═════ QUOTED TEXT ═════

Sunday, August 29, 2010
Since we don't make it out to Adams County too often we left before the second set to explore two other wineries in the region. The first was Reid's Orchard & Winery - new to the wine business but an operating orchard for the past 35 years. Some of the grape varieties were similar to those at Adams County Winery - but there was more viniferia - Pinot Noir Syrah, Zinfandel, and Sangiovese. And better yet, Mr. Reid blends these - not many single varietal reds available. That's what we like to see. And they are not bad al all - try the Trioka or the Reid's Red. And like Adams County Winery - they have a satellite tasting facility in downtown Gettysburg.
We intended to head to Appalachian Brewing Company in downtown Gettysburg - but saw a sign for Hauser Estate Winery. Why not. This is another new winery which we were vaguely familiar since the Skyla Burrell Blues Band plays at the venue on some Friday nights. And these must be fun nights - the view is fantastic - overlooking the historic Round Barn and the rolling hills into Gettysburg. Since we had one more stop, we limited our tasting to the ciders and lower end wines; the premiums will wait another day. The ciders were excellent - particularly those blended with multiple apple varieties. The wines - a little disappointing. Most were single varietals that lacked flavor and depth. Maybe we should have gone directly to the premium list. But we will be back one night when Skyla's on the patio.
We finally made it into Gettysburg and rolled in right next to General Lee's Headquarters. That's the location for the Appalachian Brewing Company. We had intended to head north into Harrisburg to their main brewery - but decided a shorter trip was more prudent. And the beers are the same - brewed in Harrisburg and shipped south. We chose a sampler - eight beers - which gave us a good representation of the brewery's portfolio. Interestingly we enjoyed all but the seasonals - threw them back. But the main line is good - just what you would expect from each style - except for the Pale Ale. That beer has subtle hops - which allows the malt flavor to dominate - no west coast pale ale here. But their IPA is the hop bomb and really cleans the palette. If trying multiple beers - be warned - drink this last or else the lighter beers will taste bland. When in fact, the lighter beers are perhaps the strength of their styles. The lager has more flavor then any lager we've had previously and the hefe - is quite nice. We look forward to heading all the way into Harrisburg - that's where the music is - and a hotel.
Friday, August 27, 2010
Wednesday, August 25, 2010
Courtesy of the Norton Travelers:
Disclaimer: The writer is a member, but not associated with the Harvest Hosts organizers.
Do you travel by RV (recreational vehicle) and enjoy visiting vineyards? This is the case for us. There have been long trips made bearable with vineyard tour breaks along the way. And there have been trips made specifically to visit vineyards in only one geographical area or state. Over the years we have stayed overnight at vineyards with the permission of the owners. This has been usually because of vineyard events, literally getting lost, or waiting for next day winery opening hours. Now there is a new RV vineyard travel venue provided by Harvest Hosts.

═════

REQUIREMENTS: Pick up the blog about visiting wineries and breweries right after its final sentence and keep writing in the same voice.

═════ EXCERPTED DATA ═════

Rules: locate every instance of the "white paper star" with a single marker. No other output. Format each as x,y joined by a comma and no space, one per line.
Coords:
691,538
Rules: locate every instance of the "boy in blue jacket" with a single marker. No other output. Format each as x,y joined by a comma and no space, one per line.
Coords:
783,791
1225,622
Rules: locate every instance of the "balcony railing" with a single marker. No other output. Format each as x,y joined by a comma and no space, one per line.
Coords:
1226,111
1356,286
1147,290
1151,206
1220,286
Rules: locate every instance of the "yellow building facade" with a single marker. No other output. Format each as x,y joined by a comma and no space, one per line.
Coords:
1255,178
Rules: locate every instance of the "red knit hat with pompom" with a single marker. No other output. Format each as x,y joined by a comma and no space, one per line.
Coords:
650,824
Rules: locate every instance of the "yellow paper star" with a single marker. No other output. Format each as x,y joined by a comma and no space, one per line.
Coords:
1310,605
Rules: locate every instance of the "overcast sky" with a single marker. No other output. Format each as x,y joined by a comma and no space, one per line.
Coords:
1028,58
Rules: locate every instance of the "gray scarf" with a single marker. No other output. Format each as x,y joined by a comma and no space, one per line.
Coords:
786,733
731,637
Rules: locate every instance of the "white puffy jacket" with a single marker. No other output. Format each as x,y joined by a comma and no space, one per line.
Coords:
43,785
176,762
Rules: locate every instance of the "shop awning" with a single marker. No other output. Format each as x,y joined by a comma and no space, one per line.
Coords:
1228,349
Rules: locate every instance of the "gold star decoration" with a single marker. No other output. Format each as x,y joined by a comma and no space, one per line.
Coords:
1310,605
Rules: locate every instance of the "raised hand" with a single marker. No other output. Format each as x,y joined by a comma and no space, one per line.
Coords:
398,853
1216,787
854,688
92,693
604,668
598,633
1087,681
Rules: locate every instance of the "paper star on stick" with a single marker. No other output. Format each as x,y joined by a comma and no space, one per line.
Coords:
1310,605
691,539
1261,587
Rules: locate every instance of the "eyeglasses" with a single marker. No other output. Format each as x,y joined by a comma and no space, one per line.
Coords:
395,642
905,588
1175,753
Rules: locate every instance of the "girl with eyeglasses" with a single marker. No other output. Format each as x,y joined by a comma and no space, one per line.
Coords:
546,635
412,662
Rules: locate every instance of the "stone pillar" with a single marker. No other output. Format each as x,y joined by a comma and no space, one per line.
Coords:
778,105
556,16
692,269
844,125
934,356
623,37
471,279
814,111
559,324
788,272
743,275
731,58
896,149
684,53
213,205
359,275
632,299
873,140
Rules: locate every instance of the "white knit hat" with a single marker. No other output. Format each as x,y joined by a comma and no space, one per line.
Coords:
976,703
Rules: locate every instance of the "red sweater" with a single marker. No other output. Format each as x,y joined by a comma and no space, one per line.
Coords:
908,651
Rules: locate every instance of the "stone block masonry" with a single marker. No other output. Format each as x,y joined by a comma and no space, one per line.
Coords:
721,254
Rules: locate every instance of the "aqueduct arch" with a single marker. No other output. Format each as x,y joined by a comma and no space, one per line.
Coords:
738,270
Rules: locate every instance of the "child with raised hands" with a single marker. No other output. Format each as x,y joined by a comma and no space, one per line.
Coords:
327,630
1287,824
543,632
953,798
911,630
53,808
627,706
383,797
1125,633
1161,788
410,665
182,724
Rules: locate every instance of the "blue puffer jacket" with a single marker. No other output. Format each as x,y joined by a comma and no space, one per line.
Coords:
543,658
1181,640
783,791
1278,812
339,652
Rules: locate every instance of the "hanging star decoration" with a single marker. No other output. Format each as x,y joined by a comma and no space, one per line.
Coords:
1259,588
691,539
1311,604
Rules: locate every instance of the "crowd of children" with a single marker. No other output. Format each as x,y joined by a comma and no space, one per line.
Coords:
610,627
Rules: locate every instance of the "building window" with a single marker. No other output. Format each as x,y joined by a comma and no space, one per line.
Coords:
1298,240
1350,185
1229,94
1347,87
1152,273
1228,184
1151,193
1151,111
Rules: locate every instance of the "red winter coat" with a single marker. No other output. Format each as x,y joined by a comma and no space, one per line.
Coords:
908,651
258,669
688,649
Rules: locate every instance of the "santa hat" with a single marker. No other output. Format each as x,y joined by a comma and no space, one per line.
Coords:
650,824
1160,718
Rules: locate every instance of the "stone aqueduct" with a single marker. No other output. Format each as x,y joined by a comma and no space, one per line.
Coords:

═════

IN RESPONSE:
Already in Harvest Hosts? first year of operation, there are over 160 vineyards (with new additions each month) belonging to a winery organization that allows you to stay overnight with them at no cost. Sure, there are wineries sporting full service fee camping with water and electricity in Arkansas, Idaho, Virginia, etc., but with a Harvest Hosts annual membership you get a downloadable listing of select vineyards that will let you stay without hookups FREE. Since most RVs are self-contained units, the possibilities of wine tour travel is unlimited from Florida-to-Maine-to-Washington State-to-California and almost every state in between.
FREE does not come without some very easy to live with restrictions and a simple Harvest Hosts membership Code of Conduct which includes: courtesy; calling ahead for confirmation space; arriving during business hours; checking if the host allows pets; staying no longer than 24 hours; take all trash with you; etc. Realize that these selected vineyard sites are not campgrounds, but are hosts that invite you to stay onsite and visit their winery. Required calling ahead secures if an overnight site is available. Most vineyards are limited to 1-to-4 vehicle and not available during special events as reunions, weddings, business receptions, or when they may be seasonally closed.
Benefits have included sitting quietly at a closed vineyard by yourself viewing sunsets with wine in hand, meeting some truly interesting vintners after winery hours, sharing with others lovely wines and travel ideas, or eating evening gourmet meals at the vineyard?s restaurant and retiring comfortably to your nearby RV. If you can live without RV hookups, a few common sense rules, and enjoy visiting vineyards, let me encourage you to look into Harvest Hosts (http://www.harvesthosts.com/).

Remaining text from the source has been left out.